▸ Exercise passage
***
As regular readers know, this blog isn’t focused on drenching the Internet with my personal angst. I generally don’t give readers updates on the daily trials and tribulations of my life. Dr. Evil said it best:
The details of my life are quite inconsequential.
But I’ll make an exception this time. On Saturday, I had a TIA, a Transcient Ischemic Attack. I spent two days in the hospital, wondering about the extent of the damage, about possible disability, even about mere survival.
So, how was your weekend?
As Mark Twain said, the reports of my death are greatly exaggerated. I write, first, to urge readers to take all possible stroke symptoms seriously indeed, because any stroke could leave one paralyzed or in other ways seriously debilitated–if they survive. But I also write because there is indeed hope.
I just sat down to supper when I suddenly felt dizzy, almost like receiving a blow to the head. Almost immediately, the vision in my left eye became very slightly blurry, and my left leg and arm felt slightly–uncoordinated. Not weak, not tingly, not paralyzed–I could walk just fine–but very slightly uncoordinated feeling. That word doesn’t exactly describe the sensation, but it’ll do for now.
This was not unexpected. Last summer, for the first time in my life, I was diagnosed with Atrial Fibrillation, and also for the first time in my life, was chained to daily doses of medication, me, a guy who doesn’t like to take so much as an aspirin. So I bought–like an old person!–little plastic containers with the days of the week so I wouldn’t forget to take my pills on the right days at the right times. And I’m only 59! Practically a baby! But the problem is that anyone with A-Fib has an increased risk of stroke. No kidding.
It has been something of an adjustment. I’ve been an athlete my entire life, used to pushing myself physically and doing whatever I want. Suddenly, I found my ability to do tasks that would have caused me not a moment’s thought in the past to be dependent upon how well my heart was beating at a given moment. Certainly, medication helped, but it’s not perfect. Obviously.
***
▸ Dataset extract
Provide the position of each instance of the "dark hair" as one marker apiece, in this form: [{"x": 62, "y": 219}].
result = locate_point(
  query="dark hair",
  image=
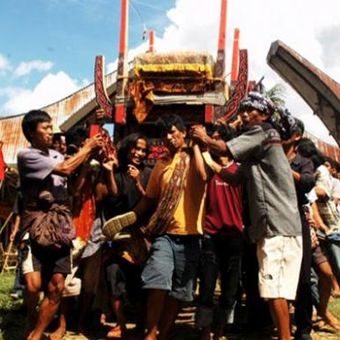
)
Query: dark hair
[
  {"x": 77, "y": 136},
  {"x": 166, "y": 122},
  {"x": 31, "y": 120},
  {"x": 332, "y": 162},
  {"x": 127, "y": 144},
  {"x": 308, "y": 149},
  {"x": 226, "y": 133}
]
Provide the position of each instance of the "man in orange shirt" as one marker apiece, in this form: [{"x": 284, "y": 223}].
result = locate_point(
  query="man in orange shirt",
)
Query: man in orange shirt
[{"x": 175, "y": 194}]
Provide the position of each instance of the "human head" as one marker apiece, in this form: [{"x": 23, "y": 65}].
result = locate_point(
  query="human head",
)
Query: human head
[
  {"x": 76, "y": 139},
  {"x": 255, "y": 109},
  {"x": 173, "y": 131},
  {"x": 133, "y": 149},
  {"x": 331, "y": 165},
  {"x": 37, "y": 127},
  {"x": 308, "y": 149},
  {"x": 59, "y": 143}
]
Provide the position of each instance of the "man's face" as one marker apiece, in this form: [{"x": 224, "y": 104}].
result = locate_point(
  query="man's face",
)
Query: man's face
[
  {"x": 174, "y": 138},
  {"x": 138, "y": 153},
  {"x": 43, "y": 136},
  {"x": 251, "y": 117}
]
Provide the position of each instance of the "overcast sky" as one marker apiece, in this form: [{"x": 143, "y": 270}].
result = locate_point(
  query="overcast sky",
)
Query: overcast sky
[{"x": 48, "y": 47}]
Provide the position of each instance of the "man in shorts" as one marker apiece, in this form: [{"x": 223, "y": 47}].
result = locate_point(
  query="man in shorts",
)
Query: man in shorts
[
  {"x": 43, "y": 169},
  {"x": 175, "y": 197},
  {"x": 274, "y": 215}
]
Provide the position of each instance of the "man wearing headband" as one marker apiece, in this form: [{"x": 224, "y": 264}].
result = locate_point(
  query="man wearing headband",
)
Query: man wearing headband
[{"x": 274, "y": 216}]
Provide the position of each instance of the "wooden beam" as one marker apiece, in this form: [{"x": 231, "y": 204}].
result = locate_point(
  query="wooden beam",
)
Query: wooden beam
[{"x": 122, "y": 70}]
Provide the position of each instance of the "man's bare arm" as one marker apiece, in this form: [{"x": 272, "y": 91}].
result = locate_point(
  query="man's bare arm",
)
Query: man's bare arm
[
  {"x": 216, "y": 146},
  {"x": 67, "y": 167},
  {"x": 199, "y": 163}
]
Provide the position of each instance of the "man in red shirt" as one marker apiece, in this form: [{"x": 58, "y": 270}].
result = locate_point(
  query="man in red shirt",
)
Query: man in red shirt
[{"x": 222, "y": 245}]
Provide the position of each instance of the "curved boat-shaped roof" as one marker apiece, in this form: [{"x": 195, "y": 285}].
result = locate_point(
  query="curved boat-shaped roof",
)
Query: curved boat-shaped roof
[{"x": 319, "y": 91}]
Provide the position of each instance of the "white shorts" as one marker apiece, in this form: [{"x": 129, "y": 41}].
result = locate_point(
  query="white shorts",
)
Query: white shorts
[
  {"x": 279, "y": 260},
  {"x": 72, "y": 284}
]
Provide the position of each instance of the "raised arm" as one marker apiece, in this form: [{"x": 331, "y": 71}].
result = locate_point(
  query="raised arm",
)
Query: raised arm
[
  {"x": 67, "y": 167},
  {"x": 199, "y": 163}
]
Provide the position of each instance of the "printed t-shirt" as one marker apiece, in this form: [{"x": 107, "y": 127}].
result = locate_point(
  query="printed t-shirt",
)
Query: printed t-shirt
[
  {"x": 223, "y": 209},
  {"x": 189, "y": 214}
]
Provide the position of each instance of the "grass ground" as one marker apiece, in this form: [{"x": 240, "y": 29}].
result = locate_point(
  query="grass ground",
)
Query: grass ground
[{"x": 12, "y": 319}]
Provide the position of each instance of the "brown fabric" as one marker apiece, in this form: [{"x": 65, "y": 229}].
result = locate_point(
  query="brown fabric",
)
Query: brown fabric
[
  {"x": 160, "y": 220},
  {"x": 142, "y": 91},
  {"x": 50, "y": 224},
  {"x": 174, "y": 58}
]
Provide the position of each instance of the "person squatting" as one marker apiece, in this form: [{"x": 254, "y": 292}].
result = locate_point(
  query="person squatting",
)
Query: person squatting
[{"x": 250, "y": 206}]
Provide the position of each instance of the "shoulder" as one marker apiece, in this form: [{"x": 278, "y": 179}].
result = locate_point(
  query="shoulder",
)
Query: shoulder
[{"x": 29, "y": 153}]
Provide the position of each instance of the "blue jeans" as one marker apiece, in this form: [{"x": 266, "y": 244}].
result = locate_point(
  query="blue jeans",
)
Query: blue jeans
[
  {"x": 332, "y": 250},
  {"x": 220, "y": 254}
]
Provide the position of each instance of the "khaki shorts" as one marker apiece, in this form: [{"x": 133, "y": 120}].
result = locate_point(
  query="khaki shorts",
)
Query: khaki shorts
[{"x": 279, "y": 260}]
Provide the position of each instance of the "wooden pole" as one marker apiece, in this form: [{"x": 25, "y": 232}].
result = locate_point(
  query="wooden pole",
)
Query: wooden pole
[
  {"x": 151, "y": 41},
  {"x": 122, "y": 70},
  {"x": 214, "y": 112},
  {"x": 236, "y": 49}
]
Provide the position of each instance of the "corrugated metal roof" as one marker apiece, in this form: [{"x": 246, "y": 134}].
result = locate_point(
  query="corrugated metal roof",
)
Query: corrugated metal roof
[{"x": 60, "y": 111}]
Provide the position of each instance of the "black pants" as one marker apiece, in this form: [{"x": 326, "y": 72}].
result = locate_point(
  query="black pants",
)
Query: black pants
[{"x": 303, "y": 301}]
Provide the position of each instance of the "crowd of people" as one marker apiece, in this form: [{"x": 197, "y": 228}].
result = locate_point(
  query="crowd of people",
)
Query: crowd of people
[{"x": 251, "y": 204}]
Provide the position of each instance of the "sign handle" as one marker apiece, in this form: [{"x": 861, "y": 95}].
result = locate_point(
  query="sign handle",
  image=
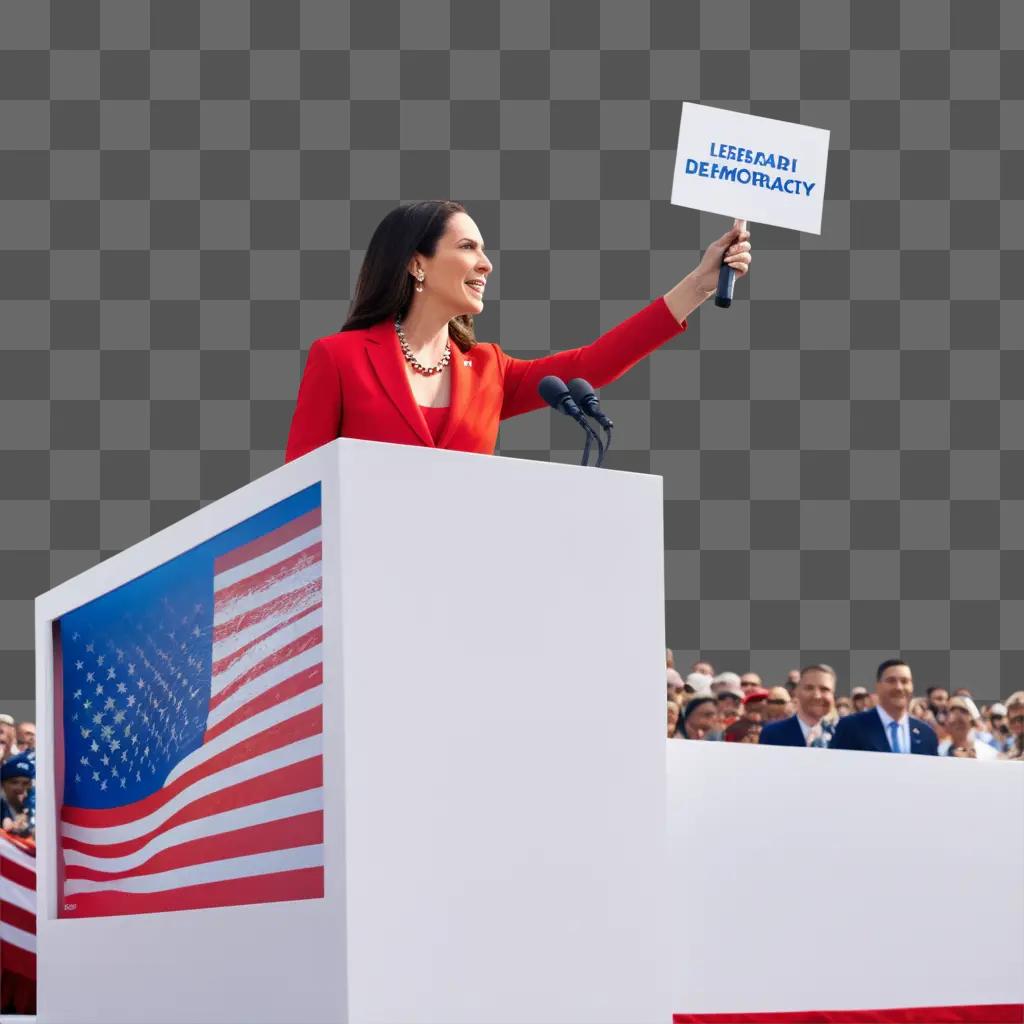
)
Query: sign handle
[{"x": 727, "y": 280}]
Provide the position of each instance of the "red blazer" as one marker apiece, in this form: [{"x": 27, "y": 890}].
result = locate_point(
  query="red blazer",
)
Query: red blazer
[{"x": 354, "y": 384}]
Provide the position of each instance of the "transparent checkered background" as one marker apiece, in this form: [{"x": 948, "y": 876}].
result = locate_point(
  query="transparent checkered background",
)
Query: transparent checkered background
[{"x": 186, "y": 189}]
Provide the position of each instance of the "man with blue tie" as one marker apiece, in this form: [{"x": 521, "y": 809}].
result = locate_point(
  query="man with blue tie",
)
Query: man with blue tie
[
  {"x": 814, "y": 694},
  {"x": 888, "y": 727}
]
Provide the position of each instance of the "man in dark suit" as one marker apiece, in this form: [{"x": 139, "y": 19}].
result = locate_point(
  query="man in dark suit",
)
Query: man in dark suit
[
  {"x": 888, "y": 727},
  {"x": 814, "y": 694}
]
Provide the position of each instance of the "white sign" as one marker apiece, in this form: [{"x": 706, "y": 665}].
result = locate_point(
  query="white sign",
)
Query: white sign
[{"x": 757, "y": 169}]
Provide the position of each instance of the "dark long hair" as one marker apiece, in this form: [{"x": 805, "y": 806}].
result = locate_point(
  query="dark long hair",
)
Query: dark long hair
[{"x": 384, "y": 288}]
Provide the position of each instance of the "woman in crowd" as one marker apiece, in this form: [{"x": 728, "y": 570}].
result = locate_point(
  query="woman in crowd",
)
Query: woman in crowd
[
  {"x": 1015, "y": 719},
  {"x": 407, "y": 368}
]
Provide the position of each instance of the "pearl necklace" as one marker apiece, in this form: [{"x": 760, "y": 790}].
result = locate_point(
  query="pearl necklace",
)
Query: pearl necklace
[{"x": 414, "y": 361}]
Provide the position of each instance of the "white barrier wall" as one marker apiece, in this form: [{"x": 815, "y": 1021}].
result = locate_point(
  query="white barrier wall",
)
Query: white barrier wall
[{"x": 837, "y": 880}]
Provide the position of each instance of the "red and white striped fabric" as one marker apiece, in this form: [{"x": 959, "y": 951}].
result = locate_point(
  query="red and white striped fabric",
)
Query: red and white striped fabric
[
  {"x": 17, "y": 925},
  {"x": 247, "y": 804}
]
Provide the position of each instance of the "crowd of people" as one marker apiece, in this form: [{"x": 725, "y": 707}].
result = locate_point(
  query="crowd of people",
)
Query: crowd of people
[
  {"x": 808, "y": 711},
  {"x": 17, "y": 776}
]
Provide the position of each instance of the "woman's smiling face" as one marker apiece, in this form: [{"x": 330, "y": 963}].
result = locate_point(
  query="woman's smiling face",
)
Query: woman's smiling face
[{"x": 455, "y": 276}]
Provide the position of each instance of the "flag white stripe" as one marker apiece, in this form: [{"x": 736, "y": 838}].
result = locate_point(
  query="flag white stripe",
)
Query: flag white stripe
[
  {"x": 264, "y": 561},
  {"x": 214, "y": 870},
  {"x": 264, "y": 648},
  {"x": 24, "y": 940},
  {"x": 237, "y": 641},
  {"x": 294, "y": 584},
  {"x": 253, "y": 768},
  {"x": 17, "y": 895},
  {"x": 276, "y": 810},
  {"x": 249, "y": 727},
  {"x": 263, "y": 682},
  {"x": 17, "y": 856}
]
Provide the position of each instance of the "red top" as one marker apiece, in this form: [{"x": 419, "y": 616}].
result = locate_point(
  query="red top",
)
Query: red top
[
  {"x": 354, "y": 384},
  {"x": 436, "y": 417}
]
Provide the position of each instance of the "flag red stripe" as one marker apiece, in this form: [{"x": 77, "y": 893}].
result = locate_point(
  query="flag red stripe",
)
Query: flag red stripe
[
  {"x": 282, "y": 654},
  {"x": 229, "y": 659},
  {"x": 269, "y": 576},
  {"x": 17, "y": 916},
  {"x": 304, "y": 775},
  {"x": 19, "y": 876},
  {"x": 299, "y": 829},
  {"x": 301, "y": 726},
  {"x": 255, "y": 615},
  {"x": 298, "y": 526},
  {"x": 286, "y": 689},
  {"x": 17, "y": 961},
  {"x": 305, "y": 883},
  {"x": 1000, "y": 1013}
]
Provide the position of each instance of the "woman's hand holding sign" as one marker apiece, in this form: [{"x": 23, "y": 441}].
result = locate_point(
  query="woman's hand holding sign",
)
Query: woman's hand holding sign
[{"x": 732, "y": 250}]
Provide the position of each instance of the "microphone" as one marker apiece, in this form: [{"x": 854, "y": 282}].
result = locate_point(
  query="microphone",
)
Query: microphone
[
  {"x": 556, "y": 394},
  {"x": 585, "y": 397},
  {"x": 727, "y": 279}
]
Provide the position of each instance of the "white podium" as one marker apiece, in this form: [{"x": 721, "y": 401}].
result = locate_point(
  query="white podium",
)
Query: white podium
[{"x": 492, "y": 793}]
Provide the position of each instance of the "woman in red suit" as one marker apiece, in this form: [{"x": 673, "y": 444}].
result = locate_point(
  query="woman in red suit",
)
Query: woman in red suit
[{"x": 407, "y": 369}]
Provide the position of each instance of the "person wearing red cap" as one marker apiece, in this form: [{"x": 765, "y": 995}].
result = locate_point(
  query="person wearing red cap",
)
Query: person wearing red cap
[{"x": 754, "y": 704}]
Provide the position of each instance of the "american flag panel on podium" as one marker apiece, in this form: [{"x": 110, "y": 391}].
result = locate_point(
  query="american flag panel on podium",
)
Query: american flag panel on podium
[{"x": 190, "y": 706}]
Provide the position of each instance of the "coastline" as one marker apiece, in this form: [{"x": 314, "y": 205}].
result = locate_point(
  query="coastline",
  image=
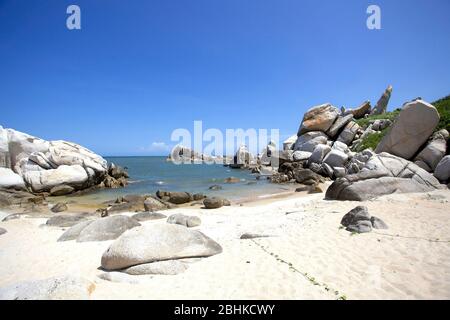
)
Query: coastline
[{"x": 306, "y": 256}]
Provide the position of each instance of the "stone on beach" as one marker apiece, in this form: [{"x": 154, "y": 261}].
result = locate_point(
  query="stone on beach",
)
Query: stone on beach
[
  {"x": 319, "y": 118},
  {"x": 410, "y": 131},
  {"x": 67, "y": 220},
  {"x": 157, "y": 242},
  {"x": 382, "y": 174},
  {"x": 146, "y": 216},
  {"x": 184, "y": 220},
  {"x": 59, "y": 207},
  {"x": 442, "y": 171},
  {"x": 215, "y": 203}
]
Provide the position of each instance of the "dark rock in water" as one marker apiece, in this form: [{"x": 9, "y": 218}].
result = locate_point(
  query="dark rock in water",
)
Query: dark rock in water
[
  {"x": 61, "y": 190},
  {"x": 184, "y": 220},
  {"x": 154, "y": 204},
  {"x": 145, "y": 216},
  {"x": 247, "y": 236},
  {"x": 232, "y": 180},
  {"x": 377, "y": 223},
  {"x": 59, "y": 207},
  {"x": 65, "y": 220},
  {"x": 215, "y": 203},
  {"x": 108, "y": 228},
  {"x": 360, "y": 213}
]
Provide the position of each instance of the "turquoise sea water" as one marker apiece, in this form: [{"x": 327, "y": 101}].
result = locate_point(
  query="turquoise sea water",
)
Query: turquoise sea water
[{"x": 149, "y": 174}]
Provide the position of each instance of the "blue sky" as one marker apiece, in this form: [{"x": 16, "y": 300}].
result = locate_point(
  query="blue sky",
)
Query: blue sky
[{"x": 139, "y": 69}]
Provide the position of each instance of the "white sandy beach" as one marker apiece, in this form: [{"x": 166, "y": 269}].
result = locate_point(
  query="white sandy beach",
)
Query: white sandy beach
[{"x": 308, "y": 257}]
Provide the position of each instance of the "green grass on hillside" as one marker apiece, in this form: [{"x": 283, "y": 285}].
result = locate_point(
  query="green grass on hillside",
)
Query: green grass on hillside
[
  {"x": 364, "y": 122},
  {"x": 443, "y": 107}
]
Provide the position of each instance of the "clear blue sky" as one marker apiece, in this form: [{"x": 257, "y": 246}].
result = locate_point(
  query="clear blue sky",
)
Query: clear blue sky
[{"x": 139, "y": 69}]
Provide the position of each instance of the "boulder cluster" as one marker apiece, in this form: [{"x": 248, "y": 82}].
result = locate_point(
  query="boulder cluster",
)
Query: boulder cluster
[
  {"x": 52, "y": 167},
  {"x": 410, "y": 157}
]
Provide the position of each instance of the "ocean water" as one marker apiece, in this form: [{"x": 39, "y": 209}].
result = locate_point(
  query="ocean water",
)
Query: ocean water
[{"x": 149, "y": 174}]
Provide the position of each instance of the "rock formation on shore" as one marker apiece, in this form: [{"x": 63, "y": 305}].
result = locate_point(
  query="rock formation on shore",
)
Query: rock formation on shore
[{"x": 56, "y": 167}]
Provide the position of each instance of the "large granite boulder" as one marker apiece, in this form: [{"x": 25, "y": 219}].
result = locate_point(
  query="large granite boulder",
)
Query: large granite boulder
[
  {"x": 288, "y": 144},
  {"x": 308, "y": 141},
  {"x": 382, "y": 174},
  {"x": 319, "y": 118},
  {"x": 381, "y": 105},
  {"x": 415, "y": 124},
  {"x": 433, "y": 152},
  {"x": 319, "y": 154},
  {"x": 442, "y": 171},
  {"x": 10, "y": 179},
  {"x": 157, "y": 242},
  {"x": 340, "y": 123},
  {"x": 44, "y": 165}
]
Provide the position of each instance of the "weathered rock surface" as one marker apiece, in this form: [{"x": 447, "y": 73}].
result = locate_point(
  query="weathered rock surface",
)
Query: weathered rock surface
[
  {"x": 319, "y": 118},
  {"x": 146, "y": 216},
  {"x": 442, "y": 171},
  {"x": 382, "y": 174},
  {"x": 184, "y": 220},
  {"x": 415, "y": 124},
  {"x": 340, "y": 123},
  {"x": 434, "y": 151},
  {"x": 59, "y": 207},
  {"x": 157, "y": 242},
  {"x": 360, "y": 111},
  {"x": 167, "y": 267},
  {"x": 61, "y": 190},
  {"x": 10, "y": 179},
  {"x": 67, "y": 220},
  {"x": 381, "y": 105},
  {"x": 102, "y": 229},
  {"x": 215, "y": 203},
  {"x": 319, "y": 154},
  {"x": 359, "y": 220},
  {"x": 44, "y": 165},
  {"x": 57, "y": 288}
]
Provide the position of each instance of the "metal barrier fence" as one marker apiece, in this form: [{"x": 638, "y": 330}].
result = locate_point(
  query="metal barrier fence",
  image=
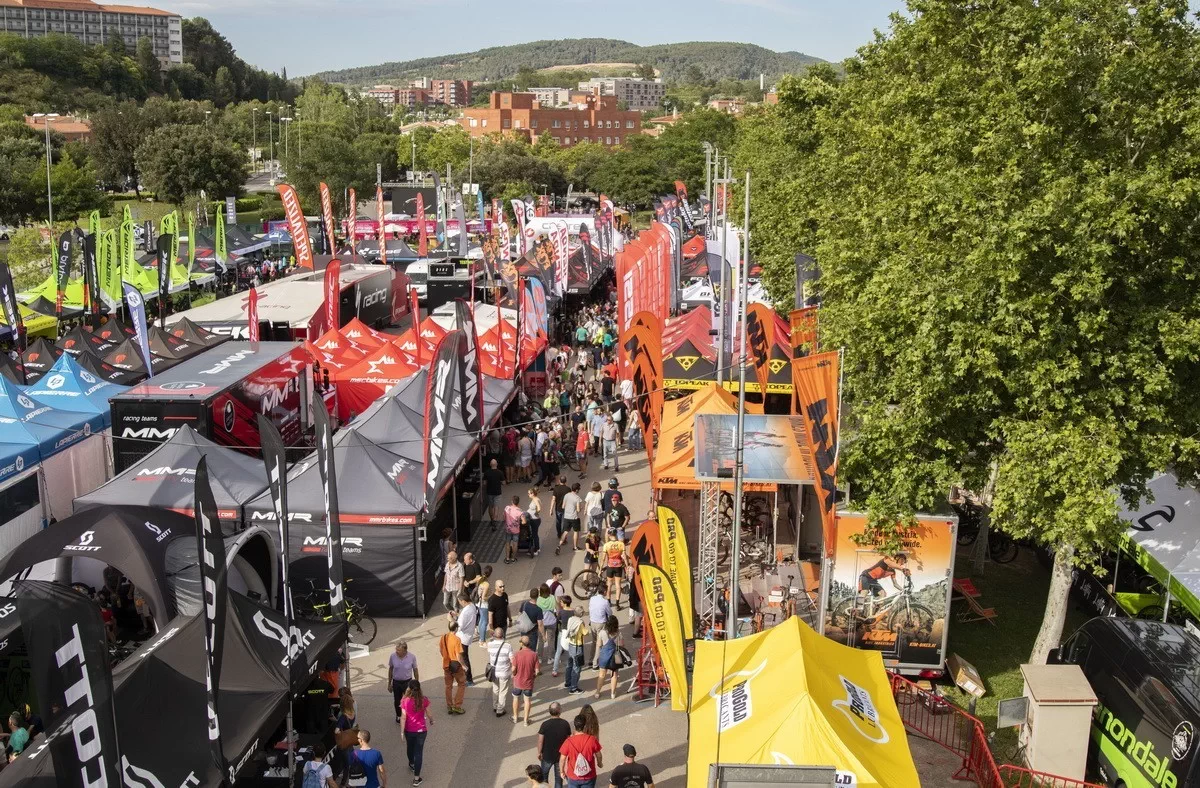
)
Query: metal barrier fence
[{"x": 951, "y": 727}]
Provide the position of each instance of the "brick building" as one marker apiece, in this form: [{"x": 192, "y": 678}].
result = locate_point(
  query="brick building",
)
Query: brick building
[
  {"x": 598, "y": 120},
  {"x": 95, "y": 24}
]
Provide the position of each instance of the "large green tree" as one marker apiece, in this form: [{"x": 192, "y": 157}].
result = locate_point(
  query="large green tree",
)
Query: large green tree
[
  {"x": 177, "y": 161},
  {"x": 1007, "y": 194}
]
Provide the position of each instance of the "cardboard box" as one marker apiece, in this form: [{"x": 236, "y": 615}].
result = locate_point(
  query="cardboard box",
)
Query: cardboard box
[{"x": 965, "y": 675}]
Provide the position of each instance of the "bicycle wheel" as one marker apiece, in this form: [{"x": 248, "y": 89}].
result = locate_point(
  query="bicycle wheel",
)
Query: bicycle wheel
[
  {"x": 586, "y": 584},
  {"x": 1001, "y": 547},
  {"x": 911, "y": 619},
  {"x": 363, "y": 630}
]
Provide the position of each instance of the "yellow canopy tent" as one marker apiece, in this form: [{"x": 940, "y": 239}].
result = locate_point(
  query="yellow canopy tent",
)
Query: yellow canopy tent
[
  {"x": 676, "y": 455},
  {"x": 790, "y": 696}
]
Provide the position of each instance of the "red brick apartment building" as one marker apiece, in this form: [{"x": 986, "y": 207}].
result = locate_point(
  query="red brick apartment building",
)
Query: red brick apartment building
[{"x": 598, "y": 120}]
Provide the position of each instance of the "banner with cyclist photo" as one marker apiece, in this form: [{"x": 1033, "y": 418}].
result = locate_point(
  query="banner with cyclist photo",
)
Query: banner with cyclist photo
[{"x": 893, "y": 603}]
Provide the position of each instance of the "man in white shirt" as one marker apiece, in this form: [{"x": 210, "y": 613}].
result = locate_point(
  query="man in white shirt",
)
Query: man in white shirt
[
  {"x": 599, "y": 609},
  {"x": 499, "y": 655},
  {"x": 468, "y": 615}
]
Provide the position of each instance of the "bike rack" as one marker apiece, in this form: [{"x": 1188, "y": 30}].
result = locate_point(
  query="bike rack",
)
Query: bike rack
[{"x": 709, "y": 537}]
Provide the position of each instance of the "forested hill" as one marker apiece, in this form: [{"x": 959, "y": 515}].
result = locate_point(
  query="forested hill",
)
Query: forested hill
[{"x": 691, "y": 61}]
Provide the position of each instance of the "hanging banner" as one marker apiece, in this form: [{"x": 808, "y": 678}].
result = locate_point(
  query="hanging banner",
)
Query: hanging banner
[
  {"x": 381, "y": 235},
  {"x": 252, "y": 316},
  {"x": 660, "y": 608},
  {"x": 423, "y": 232},
  {"x": 438, "y": 401},
  {"x": 676, "y": 563},
  {"x": 327, "y": 212},
  {"x": 804, "y": 342},
  {"x": 333, "y": 294},
  {"x": 333, "y": 512},
  {"x": 63, "y": 271},
  {"x": 760, "y": 328},
  {"x": 297, "y": 226},
  {"x": 471, "y": 382},
  {"x": 72, "y": 683},
  {"x": 215, "y": 597},
  {"x": 136, "y": 306},
  {"x": 816, "y": 379}
]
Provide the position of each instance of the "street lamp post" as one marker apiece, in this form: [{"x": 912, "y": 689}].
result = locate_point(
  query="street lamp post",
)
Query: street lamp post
[{"x": 49, "y": 198}]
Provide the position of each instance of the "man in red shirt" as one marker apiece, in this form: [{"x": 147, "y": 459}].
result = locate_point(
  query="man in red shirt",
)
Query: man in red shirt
[
  {"x": 525, "y": 669},
  {"x": 580, "y": 758}
]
***
▸ Exercise brief
Extend the blog post about the author's transient ischemic attack, picking up after its final sentence, "Obviously."

▸ Exercise answer
I am doubly fortunate. God apparently looks out for children and high school English teachers, at least in part by having me live only a half hour from a hospital with an excellent Level 1 neurology unit, which is where I ended up. And several CAT scans, an MRI, having dye injected into my bloodstream so they could see if my carotid arteries and other blood vessels in my head were clogged (that’s the big arteries on either side of the neck that feed the brain–they weren’t), and endless shots, blood pressure checks, blood sugar checks, and other minor indignities–one MRI took place at 0400–they found that I did indeed have what my neurologist called “a little stroke.” It may have been slightly more serious than a TIA, but the effects are apparently no more serious, all of which is very good for me.
The experience, while sobering, to say the least, was interesting in many ways. Whenever any staff member entered my room, they asked me my name and date of birth–a good way to avoid giving the wrong treatment to the wrong person. They also frequently asked me the date and where I was–stroke victims often suffer confusion or loss of memory. It got to the point that I began reeling off my room number, name of the ward, hospital, city, state, country, planet, solar system and Milky Way Galaxy. And I had to do frequent physical tests, including holding my arms out in front of me (stroke victim’s arms often start to drift downward), smiling (half the mouth often droops), and various tests of strength of arms and legs. No problems there.
One stereotype seems to be true: hospital food is mediocre at best. Pretty much everything is a bit–limp. Nothing seems to be crisp. There are, no doubt, deep philosophical implications–or perhaps a wryly ironic kitchen staff was satirizing my aging manhood?
But, I’m back to work in the morning and also determined to get the most from every minute I have with Mrs. Manor, a wonderful woman who deserves much better than me. We take too much for granted without realizing we are doing it. I’m probably also going to have to forego singing in an opera this summer and coming fall. I need the time to focus on rebuilding my fitness and health to a higher level. This might also mean that I post a bit less from time to time. We’ll see how things go. You may get a bit less each week, but more in the long run.
I know readers have been expecting my updated rationale for gun ownership series. I was going to post the first article on Sunday, but I was a bit busy wondering about more existential issues.
Everyone should be aware of stroke symptoms and rather than ignore them, as far too many do, immediately seek medical help. It’s serious business.
It’s also a reminder that as much as we fight to be in absolute charge of our lives, we’re not. We never were. All that we’ve learned, all that we’ve experienced, all that we are, all of the kindness and love we have not shared, all of it and more can vanish in an instant. Of course, as in Adam, all die, but when is too soon? As a veteran and police officer, I made my peace with the possibility of untimely death long, long ago. Intellectually, I know it can happen at any time. Spiritually, I’m ready. But as a fallible, weak human being, I’d like to stick around at least a bit longer. Teach more, sing more, learn more, read more, annoy statists, finish my pushups…
The upshot is all seems to be well for now. I’ll be taking blood thinners and cholesterol reducing medication. And for now at least, before ObamaCare turns us into a copy of England, I’ll have access to excellent medical care. The good Lord apparently takes care of children and high school English teachers, and for both, I am indeed grateful, as I am grateful for those that choose to patronize this scruffy little blog. My most sincere thanks and appreciation, and my wish that we may share the events of the day for many years to come.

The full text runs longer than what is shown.